• **Complete the following**:
**a.** From the issue summary, output the text between "In this issue’s" and "of the approach.", inclusive, with no changes.
**b.** According to the issue summary, who discusses "The Centrality of Practice to Evaluation" in the Forum section?

In this issue’s fourth article, Melanie Ehren, Frans Leeuw, and Jaap Scheerens demonstrate the use of a “policy scientific approach” to reconstruct the program theory of the Dutch Edcuational Supervision Act. The three steps of this approach are to identify assumptions, validate the reconstruction, and critically evaluate the program theory. After presenting the results of their study, they discuss the benefits of limitations of the approach.

In the final article, ““Multidimensional Implementation Evaluation of a Residential Treatment Program for Adolescent Substance Abuse,” Leyla Faw, Aaron Hogue, and Howard Liddle discuss the importance of evaluating a program’s implementation and report on their evaluation of the structure and process of a substance abuse treatment program. They conclude that “understanding the effectiveness of treatment for adolescents hinges on the continued development of methods to measure treatment implementation and analyzing these findings in relation to outcomes” (p. 93).

In the Forum section of this issue, Thomas Schwandt discusses “The Centrality of Practice to Evaluation.” He analyzes the popular conception of “evidence-based,” which he says values evidence over practice, and discusses what implications this view of “evidence-based” has for understanding practice and evaluation. He recommends that evaluators move from thinking of practice as “an objective that needs to be repaired” to a more genuine conceptualization in which practice is a “material and linguistic event in which human dilemmas emerge and are addressed” (p. 100).

• **Dataset entries**:
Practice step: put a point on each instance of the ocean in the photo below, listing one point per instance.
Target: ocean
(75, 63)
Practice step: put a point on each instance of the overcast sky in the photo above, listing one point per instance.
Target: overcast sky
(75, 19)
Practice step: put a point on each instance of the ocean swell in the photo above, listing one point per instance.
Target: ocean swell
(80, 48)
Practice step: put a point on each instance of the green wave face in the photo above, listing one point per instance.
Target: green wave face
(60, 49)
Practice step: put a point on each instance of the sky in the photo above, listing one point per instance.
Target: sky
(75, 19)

• **Answers given**:
**a.**
In this issue’s fourth article, Melanie Ehren, Frans Leeuw, and Jaap Scheerens demonstrate the use of a “policy scientific approach” to reconstruct the program theory of the Dutch Edcuational Supervision Act. The three steps of this approach are to identify assumptions, validate the reconstruction, and critically evaluate the program theory. After presenting the results of their study, they discuss the benefits of limitations of the approach.

**b.** Thomas Schwandt